= What to do =
Reproduce each of the following records line for line, without any changes, and omit the pictures from your reply.

─── Source material ───

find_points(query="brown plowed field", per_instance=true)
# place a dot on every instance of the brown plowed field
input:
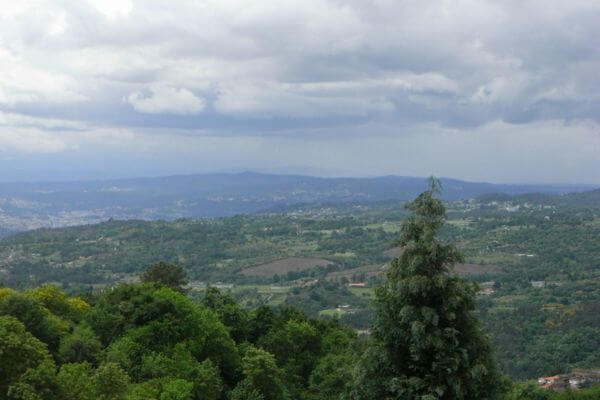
(282, 267)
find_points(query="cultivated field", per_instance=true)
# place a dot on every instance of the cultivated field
(283, 266)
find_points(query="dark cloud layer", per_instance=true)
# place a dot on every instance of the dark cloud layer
(216, 84)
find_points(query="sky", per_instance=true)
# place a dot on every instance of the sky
(487, 90)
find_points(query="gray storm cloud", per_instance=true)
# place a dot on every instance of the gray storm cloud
(242, 79)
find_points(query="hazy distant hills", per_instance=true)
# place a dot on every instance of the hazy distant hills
(33, 205)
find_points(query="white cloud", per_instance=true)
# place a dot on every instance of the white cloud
(76, 74)
(167, 100)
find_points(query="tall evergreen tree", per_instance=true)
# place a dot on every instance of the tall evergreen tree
(426, 343)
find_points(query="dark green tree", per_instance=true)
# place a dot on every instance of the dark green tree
(426, 343)
(169, 275)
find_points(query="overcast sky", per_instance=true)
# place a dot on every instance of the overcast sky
(501, 91)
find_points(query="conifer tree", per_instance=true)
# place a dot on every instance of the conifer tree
(426, 343)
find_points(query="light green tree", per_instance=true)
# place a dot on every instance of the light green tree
(20, 351)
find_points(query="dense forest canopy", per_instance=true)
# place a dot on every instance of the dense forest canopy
(535, 263)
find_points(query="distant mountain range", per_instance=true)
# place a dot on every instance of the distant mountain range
(26, 206)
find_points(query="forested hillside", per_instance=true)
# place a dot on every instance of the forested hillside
(31, 205)
(150, 341)
(536, 262)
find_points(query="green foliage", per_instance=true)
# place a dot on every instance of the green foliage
(426, 342)
(165, 274)
(75, 382)
(110, 382)
(528, 391)
(263, 375)
(79, 346)
(20, 352)
(177, 389)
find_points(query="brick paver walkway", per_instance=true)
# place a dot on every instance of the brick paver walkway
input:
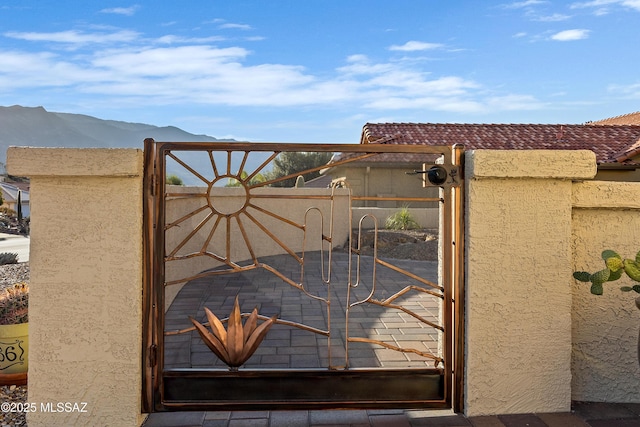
(290, 347)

───

= Output of the task =
find_points(query="brown plowed field", per_instance=true)
# place a dot on every instance of the brown plowed field
input:
(282, 267)
find_points(query="cultivated field", per_instance=true)
# place a dot on every instance of the cultivated field
(283, 266)
find_points(query="dark cloud layer", per_instance=true)
# place a dot on every instance of the dark cloud layer
(216, 84)
find_points(query="sky", per_instance=true)
# place a dot on every instance of the sky
(487, 90)
find_points(query="gray storm cloud", per_instance=true)
# place a dot on every instance of the gray storm cloud
(242, 79)
find_points(query="hazy distant hills", per_instance=true)
# place a dot on every instance of the hazy distant hills
(33, 205)
find_points(query="white cloud", per_instance=true)
# place a dot on every instance of the white cloud
(76, 74)
(167, 100)
find_points(query="tall evergreen tree", per_instance=true)
# place a dot on every instance of the tall evergreen tree
(426, 343)
find_points(query="dark green tree", per_instance=true)
# place a dot on every instance of the dark green tree
(426, 343)
(169, 275)
find_points(query="overcast sky", per_instance=true)
# place a dot on every instance of the overcast sky
(501, 91)
find_points(query="conifer tree", per_instance=true)
# place a dot on every instance of the conifer tree
(426, 343)
find_points(query="light green tree", per_instance=true)
# place a dot on every instance of the light green tree
(20, 351)
find_points(query="dense forest canopy", per_instance=true)
# place a dot on every instance of the dense forest canopy
(535, 263)
find_points(query="distant mountain range", per_instance=true)
# place a dot on every instance of the distant mountain range
(26, 206)
find_points(query="forested hillside", per_instance=true)
# place a dot on every instance of the forested hillside
(31, 205)
(150, 341)
(536, 262)
find_points(query="green foliage", per_instance=true)
# place a dot on every instance of the green foliage
(426, 342)
(165, 274)
(75, 382)
(110, 382)
(528, 391)
(263, 375)
(79, 346)
(20, 352)
(177, 389)
find_points(query="brick paver walkway", per_instance=true)
# place a dot on every instance of the brick paver walkway
input:
(290, 347)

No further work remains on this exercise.